-- SCHRIFTLICHE AUFGABE 1 --
Wie viele fps erreichte das Spiel im Forenthread über VolatileImage nach dem Einbau des Hintergrunds nur noch?

-- SEITE --
============================================================

Ich seh da nirgendwo ein VolatileImage....  ???:L 
Prinzipiell wird ein VolatileImage aber nicht gecastet, sonder ein BufferedImage wird reingemalt.

Zwei Anmerkungen:

1. Techn. Lösung: Du erzeugst ein VolatileImage. Holst Dir von diesem das Graphics-Objekt und mals Dein BufferedImage da rein. Fertig.

2. Forensuche hätte was gebracht. Schau mal in den gar nciht so alten Thread "Tile-Map ruckelt" hier in diesem Unterforum, da haben wir das großteils diskutiert. Auch wie man ein VolatileImage prinzipiell einsetzt.


----------



## Lulumann6 (26. Jan 2008)

> Ich seh da nirgendwo ein VolatileImage....


Zeile 14 background muss zukünftig zum volatile gemacht werden.

Deinen Thread hab ich mir schon angesehen, dass hat mir aber eigenltich nicht wirklich was gebracht.

ich glaub mein problem ist irgendwie, dass ich nicht genau weis wie ich ein VolatileImageArray machen soll  :bae:


----------



## Wildcard (26. Jan 2008)

Warum denkst du das es sinnvoll ist mehr als ein VolatileImage zu haben?
Warum willst du überhaupt *ein* VolatileImage haben?


----------



## Lulumann6 (26. Jan 2008)

ich will ein marioclon bauen, und bislang lief noch alles super, aber seitdem ich den hintergrund mit reingebaut habe, ist die cpu auslastung auf 100%,


> Warum denkst du das es sinnvoll ist mehr als ein VolatileImage zu haben


da der hintergrund in mario immer wieder von vorne anfängt, habe das bild in 100 pixel stücke aufgeteilt, damit immer nur der teil der sichtbar ist auch gezeichnet wird.


----------



## Evolver (26. Jan 2008)

Nur ein VolatileImage als Bilschirmpuffer beim Rendern verwenden. Für alles andere kannst du z.B. BufferedImage verwenden, da bring dir VolatileImage nichts.


----------



## Wildcard (26. Jan 2008)

Lulumann6 hat gesagt.:
			
		

> ich will ein marioclon bauen, und bislang lief noch alles super, aber seitdem ich den hintergrund mit reingebaut habe, ist die cpu auslastung auf 100%,


Ein VolatileImage spart mitnichten CPU Zyklen. Lediglich der Vorgang wechsel von einem Bild auf das nächste lässt sich damit flüssiger realisieren.
Die CPU arbeitet immer mit 100%, es sei denn sie schläft. Ergo: zu wenig/zu kurz sleep aufgerufen.


----------



## Lulumann6 (26. Jan 2008)

befor ich den hintergrund in mein spiel mit einprogrammiert habe lief alles noch mit unter 20% cpu und 60 fps, jetzt mit hintergrund hab ich nur noch 16 fps. und es liegt wirklich nur am hintergrund. wie soll ich denn meine fps wieder hoch bekommen? ich hab gedacht das der rechner bei bufferimage das ganze image vom arbeitsspeicher zur grafikkarte sendet, das wird doch wohl meine cpu in die höhe treiben, dann müsste es doch mit volatileimage besser gehen.


----------



## Lulumann6 (27. Jan 2008)

Alles klar ich hab mein problem gefunden Mein hintergrundbild war zuerst ein png. jetzt mit jpg sieht es genau so gut aus und leuft wied einwandfrei. also brauche  wohl doch kein volatileimage^^


----------



## Wildcard (27. Jan 2008)

Du kannst auch ein png nehmen, solltest dann aber selbst dafür sorgen, dass du ein ColorModel ohne Alpha Kanal nimmst.


----------



## Lulumann6 (27. Jan 2008)

achso, danke für den tip


----------

============================================================

-- MATERIAL ZUR AUFGABE --
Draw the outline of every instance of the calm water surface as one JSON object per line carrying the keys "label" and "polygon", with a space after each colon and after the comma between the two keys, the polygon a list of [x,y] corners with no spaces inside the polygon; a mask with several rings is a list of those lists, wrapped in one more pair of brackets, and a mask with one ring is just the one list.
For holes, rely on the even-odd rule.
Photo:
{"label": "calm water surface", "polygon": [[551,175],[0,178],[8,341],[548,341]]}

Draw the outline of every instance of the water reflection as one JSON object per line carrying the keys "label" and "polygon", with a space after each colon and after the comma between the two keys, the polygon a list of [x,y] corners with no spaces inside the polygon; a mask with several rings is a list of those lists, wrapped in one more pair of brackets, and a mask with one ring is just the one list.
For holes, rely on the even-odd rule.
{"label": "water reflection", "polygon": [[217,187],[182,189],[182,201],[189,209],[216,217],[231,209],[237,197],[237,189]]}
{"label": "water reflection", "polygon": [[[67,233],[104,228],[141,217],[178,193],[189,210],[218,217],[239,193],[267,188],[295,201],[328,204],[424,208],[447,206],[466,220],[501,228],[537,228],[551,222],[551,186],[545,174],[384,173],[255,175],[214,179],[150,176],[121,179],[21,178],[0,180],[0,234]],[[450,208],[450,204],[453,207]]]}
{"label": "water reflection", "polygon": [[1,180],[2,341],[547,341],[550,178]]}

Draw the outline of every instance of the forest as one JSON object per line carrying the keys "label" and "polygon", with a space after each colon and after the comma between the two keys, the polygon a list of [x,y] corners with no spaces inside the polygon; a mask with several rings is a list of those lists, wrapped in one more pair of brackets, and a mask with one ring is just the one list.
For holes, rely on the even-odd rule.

============================================================

-- SCHRIFTLICHE AUFGABE 2 --
Ersetze in den Einträgen im Abschnitt von der Zeile mit „Draw the outline of every instance of the forest“ bis zum Ende der Einträge, beide Enden eingeschlossen, „even-odd rule“ durch „nonzero winding rule“. Gib nur diesen Abschnitt wieder und lass alles andere unverändert.

-- VOLLSTÄNDIGE ANTWORT 1 --
Nur noch 16 fps.

-- VOLLSTÄNDIGE ANTWORT 2 --
Draw the outline of every instance of the forest as one JSON object per line carrying the keys "label" and "polygon", with a space after each colon and after the comma between the two keys, the polygon a list of [x,y] corners with no spaces inside the polygon; a mask with several rings is a list of those lists, wrapped in one more pair of brackets, and a mask with one ring is just the one list.
For holes, rely on the nonzero winding rule.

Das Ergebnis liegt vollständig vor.